— BEGIN Excerpted passage —

# What's your favorite "Junk" game?



## Ably.Saucey (Jun 16, 2017)

You know, those games that are ALWAYS in clearance or 6 bucks at Gamestop because there's a dozen of them, the games that nobody plays or likes, the ones with bad reviews.
But you, my strange friend, for some reason like and enjoy playing.

Mine are:
Codename:S.T.E.A.M
Scribblenauts series
Some small company, corny e-shop games such as:
Most of the Johnny series
Super Little Acorns (have you played the ice levels?!)
Pop Island+Paperfield (I play against my brother)
Mighty Switch Force
Ninja Battle Heros
Steamworld Dig

Yes, most of these games are for the 10-16 demographic, but you know what? 

So is Animal Crossing. And I never thought I would play and become *addicted* to it either. 504 hours of playtime since I bought it on March 4th.

Anyway...what's yours?


----------



## King Dorado (Jun 16, 2017)

to be honest i like that Face Raiders game that comes pre-installed on the 3DS...


----------



## Alienfish (Jun 16, 2017)

Miitomo, but that's more like a dress up answer random questions app haha.

Also PvZ Heroes and all those card games are pretty junk but addictive.


----------



## Stalfos (Jun 16, 2017)

Ice Climber on the NES. Most people hate it but I think it's pure quality. A classic even.


----------



## Alienfish (Jun 16, 2017)

And the GBA port of the first Rayman game. It's pretty bad made for some reasons, but yeah one of my nostalgia games that I can punch the heck out if I get annoyed


----------



## Kitsey (Jun 18, 2017)

— END Excerpted passage —
— BEGIN Material —

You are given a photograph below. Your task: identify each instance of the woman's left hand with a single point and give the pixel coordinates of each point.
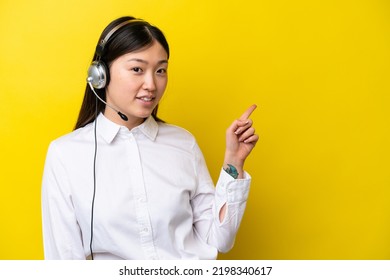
(240, 140)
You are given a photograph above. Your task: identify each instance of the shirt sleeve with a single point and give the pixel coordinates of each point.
(61, 232)
(208, 202)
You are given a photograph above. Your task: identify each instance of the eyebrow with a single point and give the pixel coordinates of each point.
(145, 62)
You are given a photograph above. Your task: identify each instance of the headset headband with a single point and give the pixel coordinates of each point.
(103, 42)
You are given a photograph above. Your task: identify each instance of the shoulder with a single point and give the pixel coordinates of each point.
(174, 132)
(70, 141)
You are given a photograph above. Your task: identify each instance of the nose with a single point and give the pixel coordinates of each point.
(149, 82)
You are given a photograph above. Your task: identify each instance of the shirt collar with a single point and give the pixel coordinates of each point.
(109, 130)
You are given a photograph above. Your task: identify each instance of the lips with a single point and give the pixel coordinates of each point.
(146, 98)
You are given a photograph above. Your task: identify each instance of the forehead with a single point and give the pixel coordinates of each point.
(154, 51)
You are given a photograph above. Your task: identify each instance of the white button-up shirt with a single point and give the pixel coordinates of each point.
(154, 196)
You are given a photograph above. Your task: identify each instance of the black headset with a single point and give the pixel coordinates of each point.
(98, 72)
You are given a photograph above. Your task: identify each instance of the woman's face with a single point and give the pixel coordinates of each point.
(137, 83)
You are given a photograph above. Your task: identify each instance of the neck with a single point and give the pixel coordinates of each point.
(114, 117)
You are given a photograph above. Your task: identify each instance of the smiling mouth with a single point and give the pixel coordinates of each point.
(146, 99)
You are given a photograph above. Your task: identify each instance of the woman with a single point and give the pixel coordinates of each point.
(125, 185)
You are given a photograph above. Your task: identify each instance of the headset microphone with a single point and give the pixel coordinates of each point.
(123, 116)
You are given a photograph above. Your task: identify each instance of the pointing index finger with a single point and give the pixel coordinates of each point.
(248, 112)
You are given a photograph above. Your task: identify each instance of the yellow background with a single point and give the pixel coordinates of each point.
(318, 70)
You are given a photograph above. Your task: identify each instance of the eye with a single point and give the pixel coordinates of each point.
(162, 71)
(136, 69)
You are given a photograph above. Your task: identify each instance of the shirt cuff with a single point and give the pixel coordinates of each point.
(232, 190)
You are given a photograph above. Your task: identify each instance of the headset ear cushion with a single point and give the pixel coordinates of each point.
(98, 74)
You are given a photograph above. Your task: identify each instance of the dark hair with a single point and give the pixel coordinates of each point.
(131, 37)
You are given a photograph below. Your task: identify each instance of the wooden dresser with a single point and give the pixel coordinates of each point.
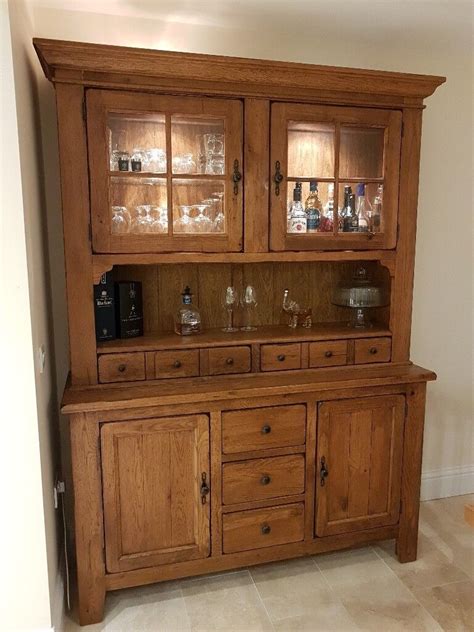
(195, 454)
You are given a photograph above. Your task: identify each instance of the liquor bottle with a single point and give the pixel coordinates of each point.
(375, 215)
(188, 318)
(313, 208)
(363, 213)
(327, 220)
(297, 222)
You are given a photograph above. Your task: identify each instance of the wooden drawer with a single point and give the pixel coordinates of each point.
(258, 528)
(330, 353)
(372, 350)
(280, 357)
(262, 428)
(259, 479)
(121, 367)
(224, 360)
(182, 363)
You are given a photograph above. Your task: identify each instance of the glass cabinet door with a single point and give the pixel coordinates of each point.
(335, 177)
(165, 173)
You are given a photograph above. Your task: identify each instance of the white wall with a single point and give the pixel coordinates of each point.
(420, 37)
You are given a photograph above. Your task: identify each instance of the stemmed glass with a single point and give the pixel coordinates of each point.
(229, 302)
(249, 303)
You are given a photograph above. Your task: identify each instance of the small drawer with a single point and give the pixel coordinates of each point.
(280, 357)
(258, 528)
(372, 350)
(182, 363)
(263, 428)
(121, 367)
(330, 353)
(224, 360)
(259, 479)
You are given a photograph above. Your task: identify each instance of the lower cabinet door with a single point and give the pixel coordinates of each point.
(359, 462)
(156, 510)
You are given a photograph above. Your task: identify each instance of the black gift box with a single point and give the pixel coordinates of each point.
(104, 308)
(129, 309)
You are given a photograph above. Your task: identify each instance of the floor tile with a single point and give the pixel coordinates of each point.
(451, 605)
(226, 603)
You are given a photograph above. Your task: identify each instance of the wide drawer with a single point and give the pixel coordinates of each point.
(224, 360)
(330, 353)
(372, 350)
(280, 357)
(260, 479)
(179, 363)
(258, 528)
(121, 367)
(263, 428)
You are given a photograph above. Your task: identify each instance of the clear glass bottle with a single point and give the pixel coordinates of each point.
(363, 214)
(313, 209)
(188, 319)
(296, 216)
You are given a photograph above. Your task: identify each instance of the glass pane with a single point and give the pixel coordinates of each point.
(360, 207)
(138, 205)
(318, 211)
(310, 150)
(361, 153)
(137, 142)
(199, 206)
(197, 145)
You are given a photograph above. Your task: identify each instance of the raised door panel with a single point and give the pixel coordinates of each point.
(152, 474)
(162, 172)
(359, 459)
(337, 147)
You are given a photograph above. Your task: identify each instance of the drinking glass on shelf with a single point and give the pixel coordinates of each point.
(202, 222)
(121, 220)
(184, 223)
(249, 303)
(230, 302)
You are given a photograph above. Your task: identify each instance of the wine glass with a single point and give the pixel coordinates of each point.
(249, 303)
(230, 301)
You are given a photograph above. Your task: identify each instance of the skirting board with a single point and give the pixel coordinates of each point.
(449, 481)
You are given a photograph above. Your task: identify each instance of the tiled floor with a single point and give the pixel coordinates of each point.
(363, 589)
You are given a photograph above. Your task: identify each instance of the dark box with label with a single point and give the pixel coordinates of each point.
(129, 309)
(104, 308)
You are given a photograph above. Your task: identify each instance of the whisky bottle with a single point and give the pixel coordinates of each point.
(188, 319)
(297, 222)
(313, 208)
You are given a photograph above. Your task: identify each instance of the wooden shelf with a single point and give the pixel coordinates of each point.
(218, 338)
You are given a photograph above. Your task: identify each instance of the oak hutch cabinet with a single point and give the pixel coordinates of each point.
(194, 454)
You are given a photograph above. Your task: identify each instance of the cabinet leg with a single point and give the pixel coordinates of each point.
(407, 541)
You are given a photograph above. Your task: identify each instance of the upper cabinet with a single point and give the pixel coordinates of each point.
(165, 172)
(351, 158)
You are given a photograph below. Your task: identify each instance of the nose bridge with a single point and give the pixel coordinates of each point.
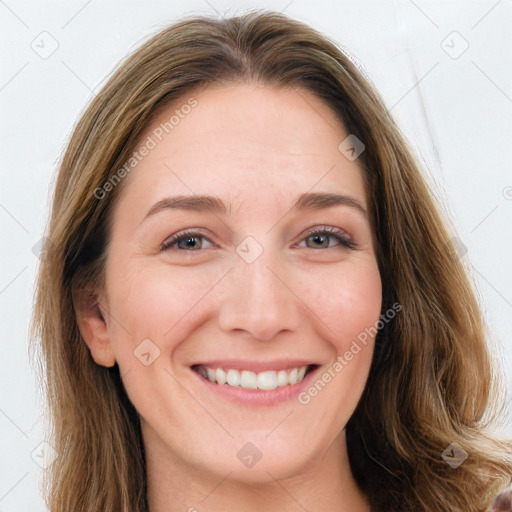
(258, 299)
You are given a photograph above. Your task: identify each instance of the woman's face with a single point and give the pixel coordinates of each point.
(251, 288)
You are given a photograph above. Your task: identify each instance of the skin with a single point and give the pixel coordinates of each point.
(300, 298)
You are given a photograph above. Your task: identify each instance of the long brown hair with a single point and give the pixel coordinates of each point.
(432, 381)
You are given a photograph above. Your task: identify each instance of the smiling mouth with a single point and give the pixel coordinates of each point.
(265, 381)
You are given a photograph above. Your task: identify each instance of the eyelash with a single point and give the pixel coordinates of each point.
(324, 230)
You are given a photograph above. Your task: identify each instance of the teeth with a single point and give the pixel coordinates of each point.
(250, 380)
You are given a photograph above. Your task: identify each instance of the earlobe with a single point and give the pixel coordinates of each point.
(91, 319)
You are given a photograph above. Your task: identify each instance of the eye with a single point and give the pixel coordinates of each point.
(189, 238)
(321, 236)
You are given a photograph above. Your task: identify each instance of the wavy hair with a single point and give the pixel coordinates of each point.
(432, 381)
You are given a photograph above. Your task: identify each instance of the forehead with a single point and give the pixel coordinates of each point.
(246, 143)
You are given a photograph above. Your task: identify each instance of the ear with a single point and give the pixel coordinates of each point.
(91, 319)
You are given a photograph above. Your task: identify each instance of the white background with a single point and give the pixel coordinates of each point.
(454, 107)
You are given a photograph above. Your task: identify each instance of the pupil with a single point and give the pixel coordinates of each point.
(318, 238)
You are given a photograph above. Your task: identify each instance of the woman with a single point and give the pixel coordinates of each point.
(250, 300)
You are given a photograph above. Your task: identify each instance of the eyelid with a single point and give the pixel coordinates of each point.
(343, 237)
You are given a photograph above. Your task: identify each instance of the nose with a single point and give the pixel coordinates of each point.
(259, 299)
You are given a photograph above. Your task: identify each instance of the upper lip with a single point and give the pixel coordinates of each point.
(255, 366)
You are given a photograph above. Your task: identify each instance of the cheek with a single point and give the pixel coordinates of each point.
(347, 301)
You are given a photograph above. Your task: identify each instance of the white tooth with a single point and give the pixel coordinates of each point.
(267, 380)
(220, 376)
(248, 380)
(233, 377)
(282, 378)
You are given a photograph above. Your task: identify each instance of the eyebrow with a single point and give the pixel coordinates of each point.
(306, 202)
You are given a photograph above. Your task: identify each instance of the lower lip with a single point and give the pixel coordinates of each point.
(258, 397)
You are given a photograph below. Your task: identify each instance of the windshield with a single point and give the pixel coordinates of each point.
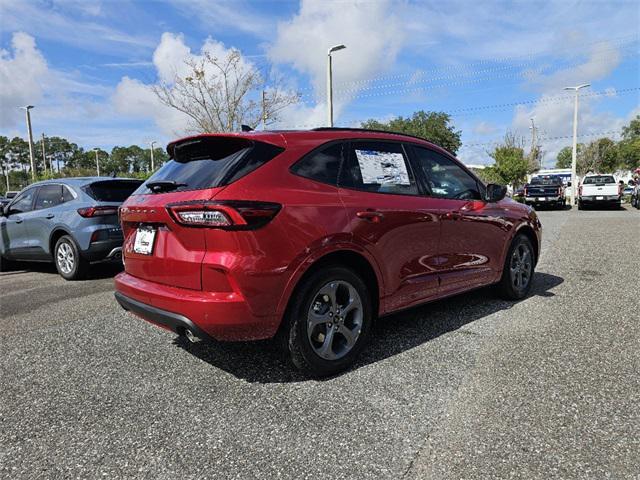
(211, 162)
(596, 179)
(551, 180)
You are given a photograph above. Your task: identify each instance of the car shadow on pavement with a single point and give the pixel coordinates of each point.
(265, 362)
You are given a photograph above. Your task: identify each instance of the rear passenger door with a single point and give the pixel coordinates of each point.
(41, 220)
(391, 218)
(473, 231)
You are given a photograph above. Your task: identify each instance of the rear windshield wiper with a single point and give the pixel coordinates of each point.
(164, 185)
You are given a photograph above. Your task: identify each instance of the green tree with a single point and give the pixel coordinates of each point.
(432, 126)
(511, 164)
(628, 152)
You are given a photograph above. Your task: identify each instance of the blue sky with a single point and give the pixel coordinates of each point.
(88, 66)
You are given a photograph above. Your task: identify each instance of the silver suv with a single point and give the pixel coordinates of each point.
(71, 222)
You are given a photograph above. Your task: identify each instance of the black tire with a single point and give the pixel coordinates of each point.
(508, 286)
(5, 265)
(303, 346)
(76, 266)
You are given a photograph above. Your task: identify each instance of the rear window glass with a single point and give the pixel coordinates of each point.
(599, 179)
(112, 190)
(546, 181)
(322, 165)
(211, 162)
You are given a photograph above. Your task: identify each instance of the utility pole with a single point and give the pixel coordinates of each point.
(31, 154)
(97, 160)
(574, 150)
(330, 84)
(153, 165)
(264, 110)
(44, 155)
(534, 150)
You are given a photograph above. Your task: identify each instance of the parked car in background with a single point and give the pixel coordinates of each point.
(635, 196)
(599, 190)
(69, 221)
(547, 190)
(310, 235)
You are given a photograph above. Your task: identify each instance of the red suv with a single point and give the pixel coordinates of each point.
(312, 235)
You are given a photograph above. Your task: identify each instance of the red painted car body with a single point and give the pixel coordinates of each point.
(236, 284)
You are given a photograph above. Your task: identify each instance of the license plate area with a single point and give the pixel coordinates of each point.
(144, 240)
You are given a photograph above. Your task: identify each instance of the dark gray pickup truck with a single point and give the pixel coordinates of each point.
(545, 190)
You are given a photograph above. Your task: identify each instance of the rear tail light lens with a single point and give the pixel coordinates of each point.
(97, 211)
(227, 215)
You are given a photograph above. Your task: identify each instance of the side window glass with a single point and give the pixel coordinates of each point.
(49, 196)
(322, 165)
(444, 177)
(378, 167)
(23, 203)
(67, 196)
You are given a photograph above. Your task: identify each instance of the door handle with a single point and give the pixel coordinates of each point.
(371, 216)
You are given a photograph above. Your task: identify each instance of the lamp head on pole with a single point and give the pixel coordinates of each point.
(335, 48)
(576, 88)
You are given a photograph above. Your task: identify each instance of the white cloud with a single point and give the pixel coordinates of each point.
(484, 128)
(22, 72)
(372, 32)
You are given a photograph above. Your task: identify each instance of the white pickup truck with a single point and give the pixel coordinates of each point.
(601, 190)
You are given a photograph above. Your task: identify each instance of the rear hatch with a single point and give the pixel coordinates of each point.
(157, 247)
(544, 187)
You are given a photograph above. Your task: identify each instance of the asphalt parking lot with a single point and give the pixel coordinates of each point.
(469, 387)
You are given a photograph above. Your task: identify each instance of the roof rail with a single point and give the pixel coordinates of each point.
(370, 130)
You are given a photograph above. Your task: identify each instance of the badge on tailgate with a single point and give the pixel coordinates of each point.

— END Material —

## Stated goal 1
In the forum thread on "junk" games, how many hours of Animal Crossing playtime does the opening post report?
## Stated goal 2
Carry on the forum thread on "junk" games from the point where it stops.

## Expected answer 1
504 hours since it was bought on March 4th.

## Expected answer 2
The PS2 game Frogger: The Great Quest. I'm pretty sure no one actually thinks it's good, but I'm quite fond of it. The music is catchy.


----------



## Bowie (Jun 19, 2017)

_Sonic R_ and _Pok?mon Channel_.


----------



## Drokmar (Jun 19, 2017)

SPECTROBES!!!

Spectrobes was a ds rpg developed by Jupiter games and published by Buena Vista Games. It has you take the role of Rallen, an officer of the Nanairo police force, who awakens th power to summon ancient beasts called spectrobes. He then must use these creatures to aid him in the battle against the invading Krawl army, an alien species that wishes to destroy the galaxy! (wrote this from memory, not a wiki)

Where I'm from, I fondly remeber always seeing this game for $3 or less at all my local pawn shops. The best part is that this game had two sequels, one of which was on the wii!

The game was extra cool, because it had this whole set of "code input cards", that could unlock exclusive creatures and gear by tapping special combinations into the touch screen! (Take that, amiibo cards! Look who had it first!) I always remeber thinking myself to be super awesome because I used cheat books to find out the combinations for the cards!

Unless something magically happened to the value of these games, you could easily get the whole trilogy for under $15, totally worth your while if you want a cheap game pickup!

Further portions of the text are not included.